Look below for the line holding "red lion emblem" and the line holding "of the child". Repeat those two and everything between, exactly.

▶ _Provided data_:
Content starts

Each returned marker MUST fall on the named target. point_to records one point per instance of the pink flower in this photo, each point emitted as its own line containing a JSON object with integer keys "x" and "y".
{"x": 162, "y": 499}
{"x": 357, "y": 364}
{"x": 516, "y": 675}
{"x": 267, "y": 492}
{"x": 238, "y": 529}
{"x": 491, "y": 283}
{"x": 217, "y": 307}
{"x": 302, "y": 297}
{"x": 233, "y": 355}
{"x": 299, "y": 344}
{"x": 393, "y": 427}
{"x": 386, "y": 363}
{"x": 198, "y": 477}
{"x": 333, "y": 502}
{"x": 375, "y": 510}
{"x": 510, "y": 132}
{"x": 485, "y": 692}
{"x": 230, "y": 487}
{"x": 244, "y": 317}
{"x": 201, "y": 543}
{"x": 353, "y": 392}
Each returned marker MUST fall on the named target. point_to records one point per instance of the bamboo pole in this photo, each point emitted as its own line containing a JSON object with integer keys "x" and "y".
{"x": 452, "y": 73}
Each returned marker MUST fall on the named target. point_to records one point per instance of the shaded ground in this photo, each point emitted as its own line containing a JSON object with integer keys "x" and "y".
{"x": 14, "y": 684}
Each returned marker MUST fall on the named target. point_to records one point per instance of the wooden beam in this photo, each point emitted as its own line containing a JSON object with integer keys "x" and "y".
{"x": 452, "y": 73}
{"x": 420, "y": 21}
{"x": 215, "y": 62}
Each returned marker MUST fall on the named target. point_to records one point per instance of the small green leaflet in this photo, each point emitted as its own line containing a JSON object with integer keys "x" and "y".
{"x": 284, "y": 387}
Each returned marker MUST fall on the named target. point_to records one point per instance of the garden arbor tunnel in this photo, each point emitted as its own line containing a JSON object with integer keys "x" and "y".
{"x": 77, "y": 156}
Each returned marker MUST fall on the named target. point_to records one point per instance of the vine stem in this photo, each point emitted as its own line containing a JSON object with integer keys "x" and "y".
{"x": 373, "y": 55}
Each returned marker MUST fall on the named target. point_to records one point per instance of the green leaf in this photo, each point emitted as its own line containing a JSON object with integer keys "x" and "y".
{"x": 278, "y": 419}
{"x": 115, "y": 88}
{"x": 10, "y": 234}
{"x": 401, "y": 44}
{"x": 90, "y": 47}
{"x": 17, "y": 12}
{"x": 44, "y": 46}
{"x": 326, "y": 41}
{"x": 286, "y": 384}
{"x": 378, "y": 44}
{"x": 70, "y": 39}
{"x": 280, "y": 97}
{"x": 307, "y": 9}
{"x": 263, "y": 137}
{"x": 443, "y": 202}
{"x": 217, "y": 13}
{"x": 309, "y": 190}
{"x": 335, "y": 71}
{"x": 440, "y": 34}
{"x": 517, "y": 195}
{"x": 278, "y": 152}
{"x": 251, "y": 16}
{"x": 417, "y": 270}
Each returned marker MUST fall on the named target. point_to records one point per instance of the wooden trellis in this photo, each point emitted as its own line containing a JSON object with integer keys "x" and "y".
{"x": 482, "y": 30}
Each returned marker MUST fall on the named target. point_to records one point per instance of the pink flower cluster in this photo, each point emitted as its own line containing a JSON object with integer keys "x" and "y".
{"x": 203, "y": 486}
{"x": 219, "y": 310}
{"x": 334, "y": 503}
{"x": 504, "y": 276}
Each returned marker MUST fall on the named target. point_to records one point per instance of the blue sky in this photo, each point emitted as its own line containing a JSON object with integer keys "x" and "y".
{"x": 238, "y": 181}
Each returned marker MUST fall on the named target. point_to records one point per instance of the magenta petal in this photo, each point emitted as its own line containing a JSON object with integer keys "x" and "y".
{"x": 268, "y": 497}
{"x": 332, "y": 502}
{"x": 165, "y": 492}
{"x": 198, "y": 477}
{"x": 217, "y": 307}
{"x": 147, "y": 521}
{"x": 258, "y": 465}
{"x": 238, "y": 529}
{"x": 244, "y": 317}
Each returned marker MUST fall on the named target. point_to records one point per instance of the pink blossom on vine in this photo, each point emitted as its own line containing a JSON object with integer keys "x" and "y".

Content ends
Content starts

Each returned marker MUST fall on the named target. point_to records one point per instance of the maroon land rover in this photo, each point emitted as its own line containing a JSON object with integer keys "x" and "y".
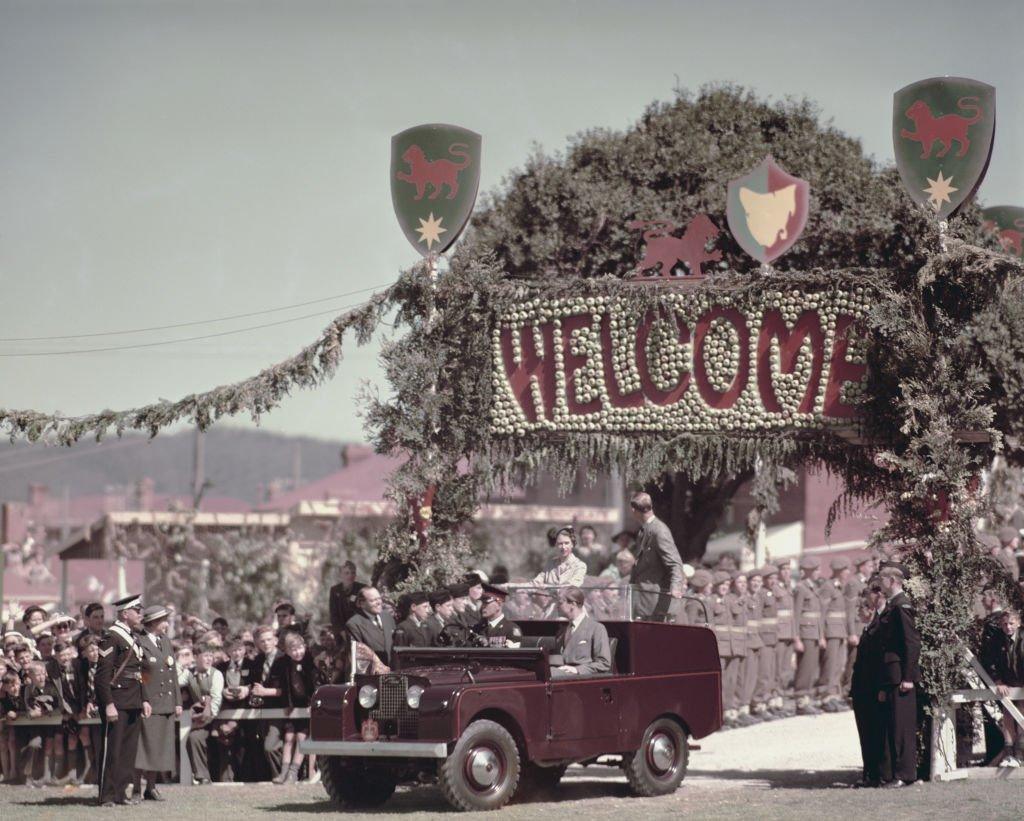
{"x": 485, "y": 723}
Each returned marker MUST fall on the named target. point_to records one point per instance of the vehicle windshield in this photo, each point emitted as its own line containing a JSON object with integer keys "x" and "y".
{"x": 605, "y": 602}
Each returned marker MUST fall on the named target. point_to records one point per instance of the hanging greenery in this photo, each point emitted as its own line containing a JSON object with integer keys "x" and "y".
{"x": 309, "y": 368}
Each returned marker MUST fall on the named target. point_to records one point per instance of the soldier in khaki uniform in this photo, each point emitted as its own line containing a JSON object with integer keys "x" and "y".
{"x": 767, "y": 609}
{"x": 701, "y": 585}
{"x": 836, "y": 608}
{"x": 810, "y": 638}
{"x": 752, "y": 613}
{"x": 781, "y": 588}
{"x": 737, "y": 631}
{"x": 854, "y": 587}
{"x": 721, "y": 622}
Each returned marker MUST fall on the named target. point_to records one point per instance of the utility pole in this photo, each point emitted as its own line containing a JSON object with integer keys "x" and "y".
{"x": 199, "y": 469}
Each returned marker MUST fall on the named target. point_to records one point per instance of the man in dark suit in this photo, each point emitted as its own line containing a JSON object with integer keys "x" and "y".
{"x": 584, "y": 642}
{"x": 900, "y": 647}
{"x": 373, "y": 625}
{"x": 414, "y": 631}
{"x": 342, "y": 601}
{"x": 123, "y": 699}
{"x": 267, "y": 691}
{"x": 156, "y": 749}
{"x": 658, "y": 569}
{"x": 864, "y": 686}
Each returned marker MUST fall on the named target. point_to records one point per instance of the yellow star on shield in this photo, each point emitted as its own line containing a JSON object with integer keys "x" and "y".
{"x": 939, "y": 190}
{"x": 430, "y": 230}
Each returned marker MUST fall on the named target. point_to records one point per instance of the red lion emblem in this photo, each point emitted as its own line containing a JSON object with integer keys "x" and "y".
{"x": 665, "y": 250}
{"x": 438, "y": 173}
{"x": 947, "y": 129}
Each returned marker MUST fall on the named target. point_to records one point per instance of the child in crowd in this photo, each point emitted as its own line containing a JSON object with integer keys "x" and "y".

Content ends
Content starts

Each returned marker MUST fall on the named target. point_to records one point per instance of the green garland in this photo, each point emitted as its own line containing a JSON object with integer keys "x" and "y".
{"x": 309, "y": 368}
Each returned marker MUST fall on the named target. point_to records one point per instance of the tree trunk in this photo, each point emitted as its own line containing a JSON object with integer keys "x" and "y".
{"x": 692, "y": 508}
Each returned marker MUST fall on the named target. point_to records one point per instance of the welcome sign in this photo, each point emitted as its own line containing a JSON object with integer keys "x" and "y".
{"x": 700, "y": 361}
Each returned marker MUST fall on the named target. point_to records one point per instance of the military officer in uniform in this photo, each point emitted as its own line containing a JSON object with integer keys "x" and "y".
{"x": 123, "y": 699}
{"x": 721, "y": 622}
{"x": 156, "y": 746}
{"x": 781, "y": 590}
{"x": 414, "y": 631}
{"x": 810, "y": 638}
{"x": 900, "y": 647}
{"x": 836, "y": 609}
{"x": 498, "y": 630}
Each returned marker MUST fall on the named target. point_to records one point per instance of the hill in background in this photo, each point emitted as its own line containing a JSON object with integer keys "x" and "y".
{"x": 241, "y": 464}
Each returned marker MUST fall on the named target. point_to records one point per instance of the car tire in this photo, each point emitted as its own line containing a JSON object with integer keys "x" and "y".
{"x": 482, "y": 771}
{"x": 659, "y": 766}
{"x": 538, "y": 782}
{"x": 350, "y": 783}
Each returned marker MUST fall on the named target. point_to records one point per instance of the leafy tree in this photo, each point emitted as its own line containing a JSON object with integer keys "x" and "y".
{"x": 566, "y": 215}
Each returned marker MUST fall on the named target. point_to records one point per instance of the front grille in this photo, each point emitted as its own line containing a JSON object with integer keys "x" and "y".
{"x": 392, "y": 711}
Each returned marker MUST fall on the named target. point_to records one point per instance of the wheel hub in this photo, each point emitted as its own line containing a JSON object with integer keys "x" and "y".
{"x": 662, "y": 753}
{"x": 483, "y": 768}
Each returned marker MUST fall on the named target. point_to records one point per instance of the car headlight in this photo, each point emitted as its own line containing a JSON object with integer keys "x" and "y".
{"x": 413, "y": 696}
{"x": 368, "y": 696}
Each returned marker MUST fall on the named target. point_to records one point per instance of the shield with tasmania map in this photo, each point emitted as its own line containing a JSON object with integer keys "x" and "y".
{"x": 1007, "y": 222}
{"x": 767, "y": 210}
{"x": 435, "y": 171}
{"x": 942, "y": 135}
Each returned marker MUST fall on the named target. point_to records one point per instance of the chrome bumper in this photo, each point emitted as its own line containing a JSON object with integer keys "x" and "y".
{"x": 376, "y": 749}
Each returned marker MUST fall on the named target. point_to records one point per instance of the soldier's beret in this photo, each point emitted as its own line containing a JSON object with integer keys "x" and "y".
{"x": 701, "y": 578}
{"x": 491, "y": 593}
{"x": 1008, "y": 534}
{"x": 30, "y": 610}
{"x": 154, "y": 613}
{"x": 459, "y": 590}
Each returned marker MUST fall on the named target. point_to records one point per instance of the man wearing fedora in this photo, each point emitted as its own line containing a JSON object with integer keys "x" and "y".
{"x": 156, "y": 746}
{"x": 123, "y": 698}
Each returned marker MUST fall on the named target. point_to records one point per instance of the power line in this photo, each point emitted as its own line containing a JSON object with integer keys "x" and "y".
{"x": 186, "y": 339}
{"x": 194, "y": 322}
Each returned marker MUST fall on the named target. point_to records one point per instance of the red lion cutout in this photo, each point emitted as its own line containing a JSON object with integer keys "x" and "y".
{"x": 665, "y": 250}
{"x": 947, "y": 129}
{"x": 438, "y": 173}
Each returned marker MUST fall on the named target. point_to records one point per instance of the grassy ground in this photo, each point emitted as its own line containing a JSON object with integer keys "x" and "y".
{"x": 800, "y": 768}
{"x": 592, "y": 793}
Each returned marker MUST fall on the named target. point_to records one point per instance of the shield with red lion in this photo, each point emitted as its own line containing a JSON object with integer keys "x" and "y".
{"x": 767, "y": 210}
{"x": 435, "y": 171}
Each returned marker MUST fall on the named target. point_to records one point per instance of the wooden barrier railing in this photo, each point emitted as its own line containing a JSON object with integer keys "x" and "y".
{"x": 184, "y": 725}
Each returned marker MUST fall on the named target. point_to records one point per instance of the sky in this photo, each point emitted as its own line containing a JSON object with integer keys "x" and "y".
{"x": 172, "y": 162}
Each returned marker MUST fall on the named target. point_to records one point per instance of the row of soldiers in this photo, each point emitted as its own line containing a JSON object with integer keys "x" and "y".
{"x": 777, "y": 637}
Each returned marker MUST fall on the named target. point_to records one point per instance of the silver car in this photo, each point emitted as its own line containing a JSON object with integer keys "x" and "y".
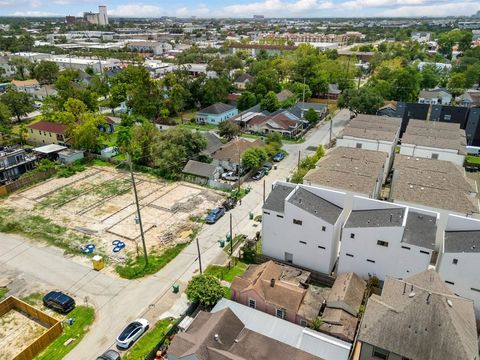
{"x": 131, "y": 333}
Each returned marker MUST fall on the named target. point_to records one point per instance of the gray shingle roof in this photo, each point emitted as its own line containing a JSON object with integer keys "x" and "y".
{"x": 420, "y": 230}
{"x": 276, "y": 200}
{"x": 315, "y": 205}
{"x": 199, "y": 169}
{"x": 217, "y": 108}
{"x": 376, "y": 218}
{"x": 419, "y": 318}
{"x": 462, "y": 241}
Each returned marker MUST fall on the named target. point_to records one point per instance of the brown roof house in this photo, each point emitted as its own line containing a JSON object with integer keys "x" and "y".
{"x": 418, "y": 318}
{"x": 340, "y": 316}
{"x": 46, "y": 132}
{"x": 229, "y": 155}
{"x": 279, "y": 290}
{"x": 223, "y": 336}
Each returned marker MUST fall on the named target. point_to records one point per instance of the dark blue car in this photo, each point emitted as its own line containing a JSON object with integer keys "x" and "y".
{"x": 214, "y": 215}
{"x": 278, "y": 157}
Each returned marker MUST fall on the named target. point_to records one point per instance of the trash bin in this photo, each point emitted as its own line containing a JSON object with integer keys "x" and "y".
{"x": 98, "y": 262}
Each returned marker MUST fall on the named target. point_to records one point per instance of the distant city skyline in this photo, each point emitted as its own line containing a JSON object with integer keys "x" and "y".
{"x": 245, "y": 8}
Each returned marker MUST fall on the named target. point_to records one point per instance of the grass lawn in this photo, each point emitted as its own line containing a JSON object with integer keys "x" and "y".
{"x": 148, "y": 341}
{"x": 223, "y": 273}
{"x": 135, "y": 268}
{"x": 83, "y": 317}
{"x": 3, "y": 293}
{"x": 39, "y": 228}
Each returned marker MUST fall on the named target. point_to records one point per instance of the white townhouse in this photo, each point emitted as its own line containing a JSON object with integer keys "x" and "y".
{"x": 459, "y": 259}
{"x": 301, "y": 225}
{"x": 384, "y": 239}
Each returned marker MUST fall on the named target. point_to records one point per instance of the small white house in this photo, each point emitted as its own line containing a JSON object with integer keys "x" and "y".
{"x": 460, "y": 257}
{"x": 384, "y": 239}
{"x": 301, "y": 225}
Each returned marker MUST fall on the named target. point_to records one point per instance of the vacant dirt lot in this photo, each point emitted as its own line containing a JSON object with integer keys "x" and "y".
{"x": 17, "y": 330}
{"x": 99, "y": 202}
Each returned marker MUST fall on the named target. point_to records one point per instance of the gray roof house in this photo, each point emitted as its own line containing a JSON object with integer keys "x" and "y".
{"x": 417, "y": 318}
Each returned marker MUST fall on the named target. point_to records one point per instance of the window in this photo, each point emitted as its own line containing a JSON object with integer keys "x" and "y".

Content ends

▶ _Solution_:
Each returned marker MUST fall on the named target. point_to records one point per instance of the red lion emblem in this photo, each point emitted as its own line containing a JSON object with integer keys "x" and "y".
{"x": 665, "y": 250}
{"x": 438, "y": 173}
{"x": 947, "y": 129}
Each returned marker MUST fall on the named target. point_to records one point per instance of the child in crowd in this photo, each point emitted as its own line containing a JSON object with integer keys "x" and "y".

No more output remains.